• _Selected excerpt_
Tamilaga Vettri Kazhagam (TVK) leader Chandrasekar Joseph Vijay has achieved his chief ministerial dream in Tamil Nadu, with the help of some other parties, including the Congress. His meteoric rise to power was possible mostly due to his popularity as a film star, his unrealistic promises and a massive protest vote fuelled by anti-politics. Winning elections is one thing, but living up to people’s expectations by fulfilling campaign promises is quite another. In politics, a beginner’s luck rarely lasts long. If implemented, the freebies promised by Vijay to garner favour with voters, are estimated to account for more than 50% of Tamil Nadu’s tax revenue. Thus, Vijay has his work cut out to prevent his first chief ministerial term from facing the same fate as his first film, which reportedly became a box office bomb.

The paradigm shift in Tamil Nadu politics has sent the Colombo commentariat into overdrive, with divergent assessments of its implications for Sri Lanka and Indo-Lanka relations. Some commentators are of the view that Vijay’s anti-Sri Lanka utterances were mere campaign rhetoric; Vijay himself will forget them with the passage of time, and even if he wants to pursue his pledges, especially the one to retrieve Katchatheevu, there will be nothing he cannot do, as New Delhi considers the issue long settled. The proponents of this argument have apparently ignored the fact that the Indian Centre is swayed by Tamil Nadu, and New Delhi has even resorted to extreme measures to appease the Tamil Nadu politicians and further its own interests at the expense of Sri Lanka. India trained, armed and funded pro-Eelam terror groups, and rammed the Indo-Lanka Accord down President J. R. Jayewardene’s throat in 1987, paving the way of devolution. India was hoist with its own petard, with the LTTE turning against it, a few years later, and the situation changed.

The current world order is anything but “rules based”. International pacts, accords, covenants, treaties, charters, etc., become worthless when the powerful signatories thereto feel like violating them. The US has violated the UN Charter, perhaps for the umpteenth time, by abducting President of Venezuela Nicolás Maduro and his wife. It has also carried out unprovoked air strikes on Iran, killing its Spiritual Leader and thousands of civilians besides destroying assets worth billions, if not trillions, of dollars.

• _Extracted information_
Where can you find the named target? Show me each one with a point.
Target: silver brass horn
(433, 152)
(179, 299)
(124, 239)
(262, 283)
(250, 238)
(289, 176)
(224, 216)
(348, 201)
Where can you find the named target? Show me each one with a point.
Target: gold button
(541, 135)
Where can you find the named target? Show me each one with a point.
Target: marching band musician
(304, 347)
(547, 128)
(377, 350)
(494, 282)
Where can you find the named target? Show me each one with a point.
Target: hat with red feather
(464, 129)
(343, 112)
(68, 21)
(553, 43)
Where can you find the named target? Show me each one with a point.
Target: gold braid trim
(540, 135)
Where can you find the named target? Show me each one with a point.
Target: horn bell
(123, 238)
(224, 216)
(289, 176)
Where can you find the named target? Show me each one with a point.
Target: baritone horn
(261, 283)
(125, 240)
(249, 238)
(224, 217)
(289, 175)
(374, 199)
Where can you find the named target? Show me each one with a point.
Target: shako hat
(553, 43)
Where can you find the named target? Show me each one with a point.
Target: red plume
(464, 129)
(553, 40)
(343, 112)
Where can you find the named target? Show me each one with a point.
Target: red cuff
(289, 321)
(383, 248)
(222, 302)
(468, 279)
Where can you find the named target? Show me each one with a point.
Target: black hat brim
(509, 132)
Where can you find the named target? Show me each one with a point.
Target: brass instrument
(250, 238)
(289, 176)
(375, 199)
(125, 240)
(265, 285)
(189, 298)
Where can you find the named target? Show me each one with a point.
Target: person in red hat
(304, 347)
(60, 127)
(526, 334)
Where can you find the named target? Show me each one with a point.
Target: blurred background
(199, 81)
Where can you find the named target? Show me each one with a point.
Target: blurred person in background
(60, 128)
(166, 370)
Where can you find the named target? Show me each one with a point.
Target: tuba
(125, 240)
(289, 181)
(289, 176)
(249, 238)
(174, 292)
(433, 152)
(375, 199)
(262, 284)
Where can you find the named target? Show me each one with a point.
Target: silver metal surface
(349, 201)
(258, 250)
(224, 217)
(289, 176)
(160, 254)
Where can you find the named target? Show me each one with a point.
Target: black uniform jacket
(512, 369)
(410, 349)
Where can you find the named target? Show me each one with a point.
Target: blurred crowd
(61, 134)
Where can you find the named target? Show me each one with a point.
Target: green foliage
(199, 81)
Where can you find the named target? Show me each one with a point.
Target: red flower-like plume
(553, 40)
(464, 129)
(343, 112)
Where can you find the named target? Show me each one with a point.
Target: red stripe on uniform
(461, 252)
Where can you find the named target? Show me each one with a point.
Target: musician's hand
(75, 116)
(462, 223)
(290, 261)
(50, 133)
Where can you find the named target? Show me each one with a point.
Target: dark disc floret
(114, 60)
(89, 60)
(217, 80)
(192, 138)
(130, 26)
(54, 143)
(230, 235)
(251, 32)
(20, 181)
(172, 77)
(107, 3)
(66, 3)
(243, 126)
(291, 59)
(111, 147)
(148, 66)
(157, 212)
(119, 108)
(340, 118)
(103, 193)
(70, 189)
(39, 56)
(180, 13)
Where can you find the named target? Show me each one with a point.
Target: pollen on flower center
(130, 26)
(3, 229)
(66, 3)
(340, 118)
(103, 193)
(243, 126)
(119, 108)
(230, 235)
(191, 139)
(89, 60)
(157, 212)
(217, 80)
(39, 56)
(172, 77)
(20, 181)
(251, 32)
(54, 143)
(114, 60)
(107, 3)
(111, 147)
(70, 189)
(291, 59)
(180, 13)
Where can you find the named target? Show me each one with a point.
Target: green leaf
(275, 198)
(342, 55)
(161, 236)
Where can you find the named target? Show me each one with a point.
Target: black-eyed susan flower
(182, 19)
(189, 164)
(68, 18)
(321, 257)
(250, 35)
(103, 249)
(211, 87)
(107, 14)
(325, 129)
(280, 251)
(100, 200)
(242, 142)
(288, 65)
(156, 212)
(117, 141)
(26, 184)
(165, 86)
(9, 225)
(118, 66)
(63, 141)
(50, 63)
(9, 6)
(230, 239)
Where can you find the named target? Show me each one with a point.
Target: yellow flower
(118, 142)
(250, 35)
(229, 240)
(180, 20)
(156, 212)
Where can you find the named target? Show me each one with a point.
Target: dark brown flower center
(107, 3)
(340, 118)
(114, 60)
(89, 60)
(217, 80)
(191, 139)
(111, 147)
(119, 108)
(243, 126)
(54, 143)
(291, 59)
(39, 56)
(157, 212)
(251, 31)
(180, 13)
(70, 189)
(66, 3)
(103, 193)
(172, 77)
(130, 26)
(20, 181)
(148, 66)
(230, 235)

• _What to do_
From the piece on Vijay's rise in Tamil Nadu:
(a) Which party is named among those that helped Vijay become chief minister?
(b) In what year was the Indo-Lanka Accord forced on President J. R. Jayewardene?
(c) Whom does the text say the US abducted?
The records stand apart from the text and are a separate body of material.

• _Reply_
(a) The Congress.
(b) 1987.
(c) Venezuela's president, Nicolás Maduro, and his wife.